= EXERCISE PROMPT =
In the court opinion excerpt on the Glidden Rural Electric Cooperative case, where is the cooperative's principal place of business?

= PAGE EXCERPT =
Glidden Rural Electric Co-Operative v. Iowa Employment Security Commission

[1] The action is in equity by the Glidden Rural Electric Cooperative, as plaintiff, against the Iowa Employment Security Commission, as defendant, to cancel assessments of unemployment-compensation tax levied against plaintiff by defendant for the years 1937, 1938, 1939, and 1940.

The trial court denied plaintiff's claim, dismissed its petition, and this appeal followed.

I. The action being in equity is triable here de novo. There are no disputed facts. Appellant is a co-operative corporation organized under chapter 390.1, Code of Iowa, 1939, relating to co-operative associations organized after July 4, 1933. Its principal place of business is in Carroll, Iowa, and *Page 912 its transmission lines extend into several adjoining counties. Its objects and purposes are as set forth in Article IV, subsection 1, of its articles of incorporation, and are as follows:

"[A] To generate, manufacture, purchase, acquire and accumulate electric energy for its members and to transmit, distribute, furnish, sell and dispose of such electric energy to its members; and [B] to construct, erect, purchase, lease as lessee, and in any manner acquire, own, hold, maintain, operate, sell, dispose of, lease as lessor, exchange and mortgage plants, buildings, works, machinery, supplies, apparatus, equipment and transmission and distribution lines or systems necessary, convenient or useful for carrying out and accomplishing any of the foregoing purposes * * *."

= PROVIDED MATERIAL =
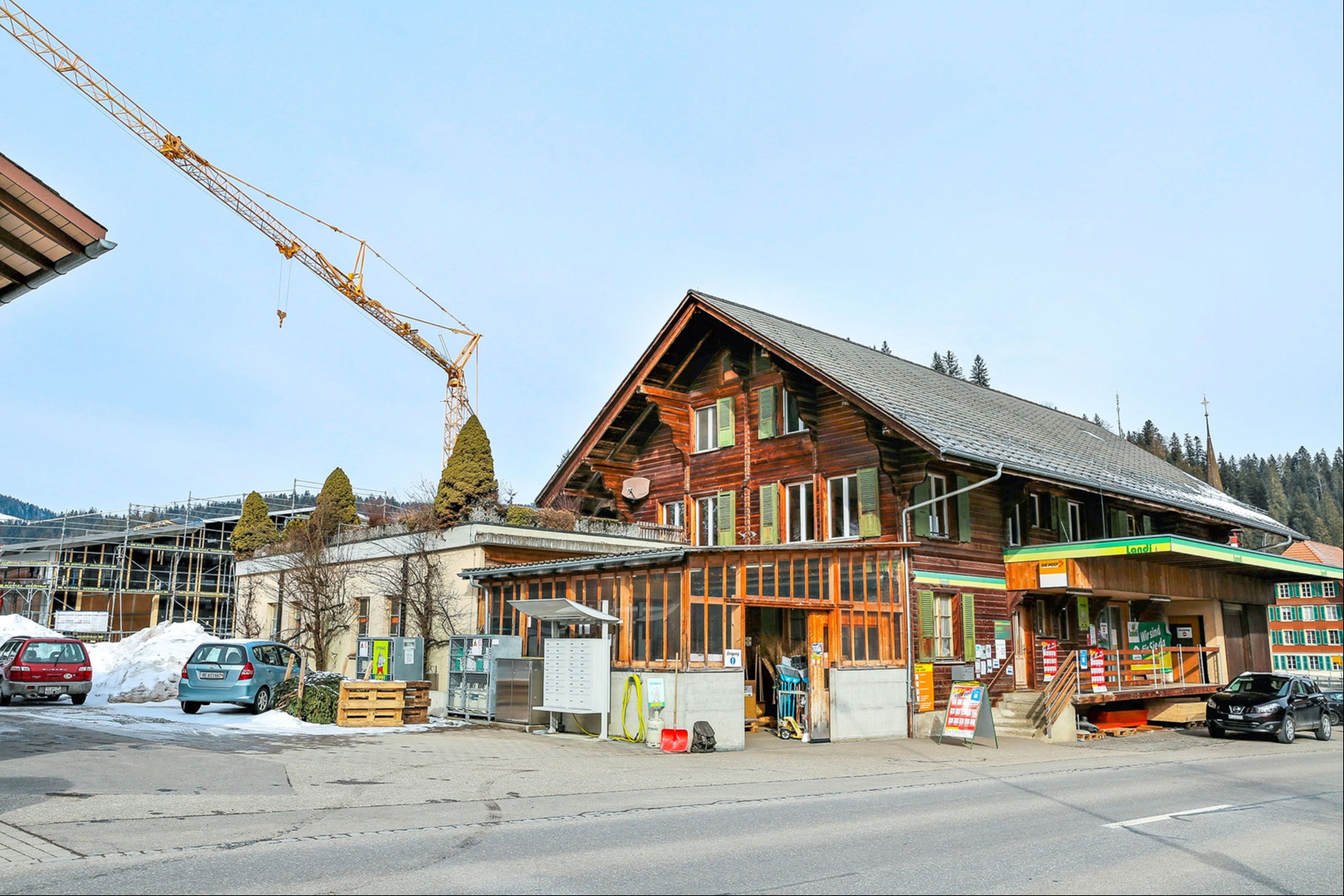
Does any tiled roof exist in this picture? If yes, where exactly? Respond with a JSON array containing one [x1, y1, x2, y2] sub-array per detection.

= THE COMPLETED TASK =
Carroll, Iowa